======== Source extract
[dancer-users] Dancer 1 or Dancer 2?

Jacques Lareau jack.lareau at gmail.com
Wed Sep 17 18:41:28 BST 2014


That is exactly how I handle auth in all my apps. It's also shown as an
example in the cookbook. Not sure why it's naive.

On Wed, Sep 17, 2014 at 1:29 PM, Mike South <msouth at gmail.com> wrote:

>
>
> On Fri, Sep 12, 2014 at 8:56 AM, Sawyer X <xsawyerx at gmail.com> wrote:
>
>> On Fri, Sep 12, 2014 at 3:21 PM, Stefan Hornburg (Racke) <
>> racke at linuxia.de> wrote:
>>
>>> On 09/12/2014 02:35 PM, Sawyer X wrote:
>>> > Unfortunately that is a terrible example. The concept of blocking all
>>> requests in a before() hook is... let's say, naive. In reality you would
>>> like to simply block specific requests according to session, a la David
>>> Golden's Auth::Tiny.
>>>
>> [Disclaimer:  I have only ever used Dancer1.  I lurk here specifically so
> that I will know when things are stable enough to start building new stuff
> in Dancer2.  Please pardon my ignorance or just press delete.]
>
> What do you mean by "in reality you would like to simply block specific
> requests according to session"?
>
> I have live code being used in a mission critical and highly sensitive
> project with a before hook (approximately) like this:
>
> hook before => sub {
>     #whitelist /ip route as not needing any auth check
>     return if (request->path_info =~ m{(^/ip$)|});
>
>     my $user =
> Dancer::Plugin::Auth::Extensible::Provider::Redacted->ip_login();
>
>     var user => $user;
>
>     $user or die "no user";
> };
>
> This is very clean design; anyone adding a new route (and the nature of
> the project and team were such that this was happening without me really
> being able to oversee it, and contributions were being made by Dancer
> novices) could not accidentally make that route available without
> authentication.  If they needed an un-authenticated route, they would have
> to go through the before hook.
>
> I'm not sure I'm understanding what you're talking about here (I don't
> know what a "route check" is, for example), but it sounds to me like
> Dancer2 removes this capability?
>
> >
>>> > The before hooks are basically run on every request. Static files are
>>> now served through the File handler. That means it will trigger the before
>>> hooks because it's a normal request.
================
======== Data rows
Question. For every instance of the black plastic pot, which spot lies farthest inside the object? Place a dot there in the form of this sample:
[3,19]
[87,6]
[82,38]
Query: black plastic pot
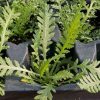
[16,90]
[89,51]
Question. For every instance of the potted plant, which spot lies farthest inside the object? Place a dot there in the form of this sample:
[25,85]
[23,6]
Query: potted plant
[55,70]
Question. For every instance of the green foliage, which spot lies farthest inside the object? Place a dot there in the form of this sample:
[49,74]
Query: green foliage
[53,71]
[2,88]
[5,21]
[26,10]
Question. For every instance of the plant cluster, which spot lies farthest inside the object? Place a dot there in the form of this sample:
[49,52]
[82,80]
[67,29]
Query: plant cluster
[56,70]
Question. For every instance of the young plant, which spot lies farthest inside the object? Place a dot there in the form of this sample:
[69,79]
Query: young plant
[23,25]
[51,72]
[5,21]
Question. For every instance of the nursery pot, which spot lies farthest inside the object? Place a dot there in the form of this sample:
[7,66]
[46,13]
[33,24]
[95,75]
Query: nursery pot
[89,51]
================
Problem statement. Reproduce word for word the part of the Dancer mailing-list message that begins at the words "Jacques Lareau jack.lareau" and stops after "why it's naive.".

Result of the exercise.
Jacques Lareau jack.lareau at gmail.com
Wed Sep 17 18:41:28 BST 2014


That is exactly how I handle auth in all my apps. It's also shown as an
example in the cookbook. Not sure why it's naive.